Excerpted data:
• • • • •

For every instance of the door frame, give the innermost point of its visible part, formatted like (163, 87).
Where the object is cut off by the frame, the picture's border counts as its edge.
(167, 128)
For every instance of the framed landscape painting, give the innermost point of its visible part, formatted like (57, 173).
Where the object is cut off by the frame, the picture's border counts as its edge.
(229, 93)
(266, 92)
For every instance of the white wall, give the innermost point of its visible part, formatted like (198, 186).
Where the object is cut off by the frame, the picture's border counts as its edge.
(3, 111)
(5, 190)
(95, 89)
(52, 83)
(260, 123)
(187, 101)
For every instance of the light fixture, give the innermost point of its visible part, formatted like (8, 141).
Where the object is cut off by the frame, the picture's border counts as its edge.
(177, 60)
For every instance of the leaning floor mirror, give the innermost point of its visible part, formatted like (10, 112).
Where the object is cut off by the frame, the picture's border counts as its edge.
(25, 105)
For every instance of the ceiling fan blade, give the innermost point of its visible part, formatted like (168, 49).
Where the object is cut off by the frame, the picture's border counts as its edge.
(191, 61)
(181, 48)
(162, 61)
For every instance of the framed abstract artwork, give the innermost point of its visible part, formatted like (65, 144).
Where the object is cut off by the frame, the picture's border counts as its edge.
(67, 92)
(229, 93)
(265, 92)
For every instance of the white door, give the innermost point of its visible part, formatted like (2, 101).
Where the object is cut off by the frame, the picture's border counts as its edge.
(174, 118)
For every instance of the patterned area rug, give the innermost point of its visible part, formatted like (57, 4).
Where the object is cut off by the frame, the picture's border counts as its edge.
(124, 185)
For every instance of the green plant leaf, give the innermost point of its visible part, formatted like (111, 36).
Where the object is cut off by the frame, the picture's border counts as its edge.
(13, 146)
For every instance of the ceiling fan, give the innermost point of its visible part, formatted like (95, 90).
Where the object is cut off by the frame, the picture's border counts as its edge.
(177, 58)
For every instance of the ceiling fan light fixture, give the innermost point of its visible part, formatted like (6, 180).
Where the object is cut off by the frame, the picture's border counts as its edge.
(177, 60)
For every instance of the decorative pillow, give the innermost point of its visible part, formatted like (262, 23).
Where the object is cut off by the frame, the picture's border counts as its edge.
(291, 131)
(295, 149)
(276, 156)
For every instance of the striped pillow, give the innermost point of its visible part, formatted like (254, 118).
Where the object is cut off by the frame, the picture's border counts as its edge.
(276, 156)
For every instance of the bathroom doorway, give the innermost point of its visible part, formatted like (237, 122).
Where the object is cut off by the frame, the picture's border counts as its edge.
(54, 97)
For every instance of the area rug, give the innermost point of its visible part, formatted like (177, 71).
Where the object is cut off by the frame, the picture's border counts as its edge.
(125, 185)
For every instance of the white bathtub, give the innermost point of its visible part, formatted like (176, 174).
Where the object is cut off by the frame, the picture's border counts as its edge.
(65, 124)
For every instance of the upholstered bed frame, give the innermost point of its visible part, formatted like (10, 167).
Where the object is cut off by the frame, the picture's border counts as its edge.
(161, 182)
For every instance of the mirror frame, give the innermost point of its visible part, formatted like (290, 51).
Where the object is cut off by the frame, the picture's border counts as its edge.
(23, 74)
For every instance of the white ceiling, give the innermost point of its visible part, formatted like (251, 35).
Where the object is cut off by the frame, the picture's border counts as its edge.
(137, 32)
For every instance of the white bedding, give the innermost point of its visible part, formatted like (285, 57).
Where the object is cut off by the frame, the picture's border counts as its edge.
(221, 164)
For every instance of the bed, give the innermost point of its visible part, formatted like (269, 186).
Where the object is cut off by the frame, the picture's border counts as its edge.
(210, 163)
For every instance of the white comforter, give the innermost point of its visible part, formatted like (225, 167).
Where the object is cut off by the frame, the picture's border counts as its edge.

• • • • •

Your instructions: Return the lines exactly as they stand, please. Start at the top of the material and finish with the line where "For every instance of the white wall, give" appears.

Response below:
For every instance of the door frame, give the innermost point of its visible part, formatted like (163, 87).
Where the object is cut off by the frame, the picture's border counts as its edge.
(167, 128)
For every instance of the framed landscape painting, give the innermost point of its visible part, formatted like (57, 173).
Where the object is cut off by the frame, the picture's border counts as its edge.
(229, 93)
(266, 92)
For every instance of the white wall, give the innermost point of its visible part, formatted like (198, 186).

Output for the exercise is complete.